▶ _Exercise materials_:

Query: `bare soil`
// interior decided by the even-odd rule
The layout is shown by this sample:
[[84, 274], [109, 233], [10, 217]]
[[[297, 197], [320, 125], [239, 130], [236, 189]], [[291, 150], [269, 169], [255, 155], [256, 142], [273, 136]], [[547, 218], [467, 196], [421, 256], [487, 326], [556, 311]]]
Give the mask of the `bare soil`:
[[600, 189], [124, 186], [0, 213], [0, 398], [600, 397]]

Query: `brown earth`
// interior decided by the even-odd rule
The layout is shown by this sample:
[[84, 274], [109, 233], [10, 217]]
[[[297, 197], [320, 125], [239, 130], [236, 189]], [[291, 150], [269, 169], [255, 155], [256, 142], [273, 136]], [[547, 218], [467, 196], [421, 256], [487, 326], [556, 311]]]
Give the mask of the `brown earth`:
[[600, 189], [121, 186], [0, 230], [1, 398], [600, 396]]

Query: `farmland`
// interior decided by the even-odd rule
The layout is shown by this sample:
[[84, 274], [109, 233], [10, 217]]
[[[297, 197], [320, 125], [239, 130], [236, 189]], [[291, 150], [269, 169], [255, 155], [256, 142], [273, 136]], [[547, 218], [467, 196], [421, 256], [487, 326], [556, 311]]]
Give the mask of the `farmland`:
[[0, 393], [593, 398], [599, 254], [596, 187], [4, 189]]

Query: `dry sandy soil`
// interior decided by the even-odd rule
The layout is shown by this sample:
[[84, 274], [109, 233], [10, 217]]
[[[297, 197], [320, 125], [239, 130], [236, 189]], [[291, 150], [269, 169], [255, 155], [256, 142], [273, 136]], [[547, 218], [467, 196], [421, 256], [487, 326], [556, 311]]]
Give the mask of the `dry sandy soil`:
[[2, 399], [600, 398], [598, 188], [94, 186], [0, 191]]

▶ _Directive_: Reproduce the listing above, switching each "mask" to "outline" and leaving everything else unchanged.

▶ _Final result_:
Query: `bare soil`
// interior decided by the even-odd rule
The layout is shown by this sample:
[[84, 274], [109, 233], [10, 217]]
[[[297, 197], [320, 125], [239, 130], [236, 189]], [[291, 150], [269, 169], [255, 155], [256, 142], [273, 136]], [[547, 218], [467, 196], [421, 256], [487, 326], [556, 311]]]
Give the outline of the `bare soil`:
[[600, 189], [124, 186], [0, 213], [0, 398], [600, 397]]

Query: `brown earth`
// interior decided by the even-odd rule
The layout is shown by this sample:
[[84, 274], [109, 233], [10, 217]]
[[[297, 197], [320, 125], [239, 130], [236, 189]], [[291, 150], [269, 169], [255, 155], [256, 142], [273, 136]], [[547, 218], [467, 196], [421, 256], [487, 326], [556, 311]]]
Give the outline of the `brown earth`:
[[600, 189], [121, 186], [0, 230], [1, 398], [600, 396]]

Query: `farmland`
// interior decided by the even-odd rule
The layout is shown by this sample:
[[84, 274], [109, 233], [10, 217]]
[[[297, 197], [320, 125], [239, 130], [236, 189]], [[291, 150], [269, 169], [255, 155], [256, 142], [273, 136]], [[547, 218], [467, 196], [421, 256], [487, 326], [556, 311]]]
Give the outline of the `farmland`:
[[0, 393], [593, 398], [599, 254], [596, 187], [4, 189]]

Query: `dry sandy soil`
// interior decided by the even-odd rule
The layout is shown by this sample:
[[84, 274], [109, 233], [10, 217]]
[[[297, 197], [320, 125], [239, 130], [236, 189]], [[291, 150], [269, 169], [255, 155], [256, 142], [273, 136]], [[547, 218], [467, 196], [421, 256], [487, 326], [556, 311]]]
Give the outline of the `dry sandy soil`:
[[2, 399], [600, 398], [598, 188], [94, 186], [0, 191]]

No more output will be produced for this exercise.